Narcissists or similar types of abusers will benefit from certain traits of the other parties in their relationships. The following list includes some of these traits. If you are a partner (also known as co-narcissist) of a narcissistic abuser, then use this list to help make the necessary changes you need to protect yourself.
Forgiving. Narcissists benefit from being with people who will forgive them for being hurtful. They will continuously hurt you, so in order for them to continue in the relationship, they need to be with someone who does not hold grudges.
Loyal. Narcissists require loyalty. That being said, the loyalty is only one way. Many narcissists demand loyalty from their partners, while hypocritically betraying the relationship themselves; sometimes by even cheating on their partners, with no remorse.
Overlooks the bad. Only sees the good in others. Co-narcissists often overlook people’s bad traits, tending to focus mainly on the good. If the narcissist has a bad temper, their partner may overlook this trait, focusing instead, on how good looking he/she is. Overlooking the bad is necessary for maintaining a relationship with a narcissist, for obvious reasons.
Have “external locus of control.” In other words, targets of narcissists are often people who are not “self-referencing,” but, rather are “other-referencing;” that is, they do not look internally for their decision making, such as by asking “How do I feel about this?” Rather, co-narcissists, evaluate decisions by how the other person might react, with no concern for the self.
Self-Sacrificing. Narcissists love to find partners who are self-sacrificing. Narcissists don’t have any desire to focus on the victim’s needs. He/she needs a partner who is willing to have no needs, that way, he/she can always make sure only the narcissist is taken care of.
□ □ □ □ □
» **Problems and tasks**
1) In the text on narcissists and their partners, what other name is given for a partner of a narcissistic abuser?
2) Decide whether each statement agrees with the text on narcissists and their partners, answering yes or no and quoting the words of the text that settle it: (a) Narcissists benefit from partners who hold grudges. (b) Some narcissists cheat on their partners without remorse. (c) Co-narcissists make decisions by asking how they themselves feel.
3) Continue the text on traits that narcissists exploit in their partners from its last sentence.
The material that follows has no connection to the text on narcissists and their partners.
□ □ □ □ □
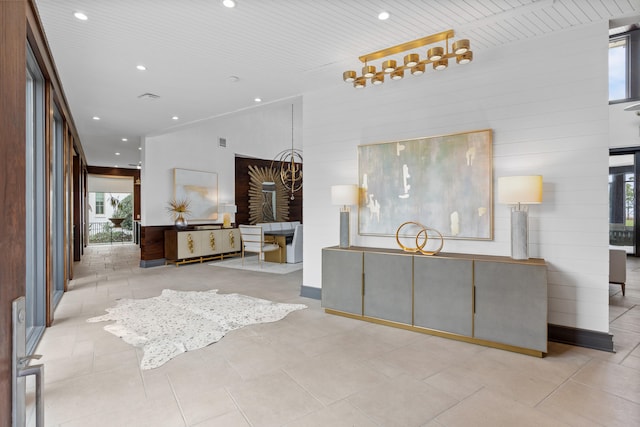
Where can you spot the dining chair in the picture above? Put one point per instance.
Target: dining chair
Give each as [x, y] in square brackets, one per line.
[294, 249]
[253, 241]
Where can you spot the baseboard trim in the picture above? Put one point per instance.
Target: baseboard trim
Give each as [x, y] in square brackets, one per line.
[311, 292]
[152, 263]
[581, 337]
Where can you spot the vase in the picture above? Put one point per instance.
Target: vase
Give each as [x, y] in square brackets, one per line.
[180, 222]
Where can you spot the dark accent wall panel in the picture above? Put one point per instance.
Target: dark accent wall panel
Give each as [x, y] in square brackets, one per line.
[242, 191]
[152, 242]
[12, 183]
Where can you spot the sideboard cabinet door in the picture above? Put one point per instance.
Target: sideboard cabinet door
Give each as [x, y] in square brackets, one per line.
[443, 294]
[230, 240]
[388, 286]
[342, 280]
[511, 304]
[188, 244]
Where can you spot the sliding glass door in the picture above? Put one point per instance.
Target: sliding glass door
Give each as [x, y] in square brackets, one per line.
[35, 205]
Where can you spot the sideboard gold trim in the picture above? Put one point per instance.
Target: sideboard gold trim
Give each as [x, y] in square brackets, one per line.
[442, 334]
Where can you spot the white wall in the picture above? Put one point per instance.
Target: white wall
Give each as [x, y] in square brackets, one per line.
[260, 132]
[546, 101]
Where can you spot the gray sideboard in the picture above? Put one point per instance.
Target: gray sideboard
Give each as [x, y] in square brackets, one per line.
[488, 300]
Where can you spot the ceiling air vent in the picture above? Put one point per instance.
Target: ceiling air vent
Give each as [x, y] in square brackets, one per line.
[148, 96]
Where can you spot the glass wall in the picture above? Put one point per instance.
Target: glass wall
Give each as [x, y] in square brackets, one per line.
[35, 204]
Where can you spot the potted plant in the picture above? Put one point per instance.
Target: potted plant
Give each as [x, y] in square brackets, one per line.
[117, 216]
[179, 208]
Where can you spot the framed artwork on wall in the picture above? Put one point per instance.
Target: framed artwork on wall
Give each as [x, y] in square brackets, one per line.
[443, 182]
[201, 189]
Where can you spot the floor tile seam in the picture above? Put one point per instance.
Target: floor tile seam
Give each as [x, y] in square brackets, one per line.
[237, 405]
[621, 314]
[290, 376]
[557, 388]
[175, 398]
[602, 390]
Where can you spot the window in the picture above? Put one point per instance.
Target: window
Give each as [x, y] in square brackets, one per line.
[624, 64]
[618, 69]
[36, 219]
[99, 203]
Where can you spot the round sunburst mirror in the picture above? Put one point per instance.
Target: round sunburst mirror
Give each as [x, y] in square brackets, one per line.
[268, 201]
□ □ □ □ □
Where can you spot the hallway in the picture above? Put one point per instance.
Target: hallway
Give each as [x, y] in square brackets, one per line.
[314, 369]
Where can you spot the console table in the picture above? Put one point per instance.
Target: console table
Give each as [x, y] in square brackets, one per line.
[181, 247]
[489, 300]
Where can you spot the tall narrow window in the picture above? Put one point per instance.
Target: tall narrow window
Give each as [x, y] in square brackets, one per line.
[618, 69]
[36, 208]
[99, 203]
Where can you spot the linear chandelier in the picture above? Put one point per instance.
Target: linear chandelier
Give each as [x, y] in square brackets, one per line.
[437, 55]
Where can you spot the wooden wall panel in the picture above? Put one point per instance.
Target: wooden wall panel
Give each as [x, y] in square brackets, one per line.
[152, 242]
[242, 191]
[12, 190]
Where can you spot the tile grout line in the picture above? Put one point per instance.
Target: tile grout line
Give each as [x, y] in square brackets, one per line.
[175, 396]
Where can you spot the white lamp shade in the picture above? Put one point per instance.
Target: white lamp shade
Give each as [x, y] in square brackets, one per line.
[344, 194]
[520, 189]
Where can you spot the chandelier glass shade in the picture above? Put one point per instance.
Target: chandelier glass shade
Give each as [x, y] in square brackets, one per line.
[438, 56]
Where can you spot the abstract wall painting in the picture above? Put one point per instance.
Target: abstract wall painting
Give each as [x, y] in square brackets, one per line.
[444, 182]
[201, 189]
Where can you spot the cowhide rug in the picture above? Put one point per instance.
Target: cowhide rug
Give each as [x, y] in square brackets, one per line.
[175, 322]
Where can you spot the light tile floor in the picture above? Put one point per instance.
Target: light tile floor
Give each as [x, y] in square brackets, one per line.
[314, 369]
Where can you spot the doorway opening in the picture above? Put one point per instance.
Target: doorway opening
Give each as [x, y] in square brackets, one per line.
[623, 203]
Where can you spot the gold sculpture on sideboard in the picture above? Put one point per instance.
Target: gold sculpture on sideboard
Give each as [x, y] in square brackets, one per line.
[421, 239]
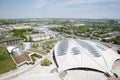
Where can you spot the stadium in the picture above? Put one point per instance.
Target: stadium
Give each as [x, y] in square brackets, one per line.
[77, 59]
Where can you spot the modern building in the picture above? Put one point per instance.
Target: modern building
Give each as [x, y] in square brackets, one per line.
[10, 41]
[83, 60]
□ □ □ □ □
» **Outputs**
1) Co-narcissist.

2)
(a) No: "they need to be with someone who does not hold grudges."
(b) Yes: "sometimes by even cheating on their partners, with no remorse."
(c) No: "they do not look internally for their decision making"

3)
Overly Responsible. Victims of narcissistic abuse tend to take on the responsibilities of others without even realizing it. Since narcissists are very emotionally, relationally, and otherwise, irresponsible, having a partner “pick of the pieces” helps keep the process going. After all, someone needs to raise the kids and pay the bills.
Accommodating. Narcissists want to have their own way. They tend to be rule-oriented and controlling. They are inflexible. It benefits narcissists to have partners who are willing to “go with the flow” and not make a big deal over anything, ever. If you are willing to not get your way, be extremely flexible, and willing to bend and compromise away your desires, schedule, wants, and needs, then you are exactly what a narcissist wants in his/her life.
If you believe your partner is abusing you and taking advantage of your good traits, then you can do something about it. You don’t necessarily need to stop having all of the awesome traits listed above, you just need to be wise and use discernment about when to display these traits.
Remember the verse in scripture, “Don’t throw your pearls before swine?” It is helpful to use this saying when dealing with an abusive person. You can still possess these great traits, but you don’t have to bring them out for another person to exploit. You can stop being forgiving, loyal, outward focused, self-sacrificing, overly-responsible, and accommodating when dealing with any person who isn’t going to appreciate these traits in you. This is called wisdom and discernment.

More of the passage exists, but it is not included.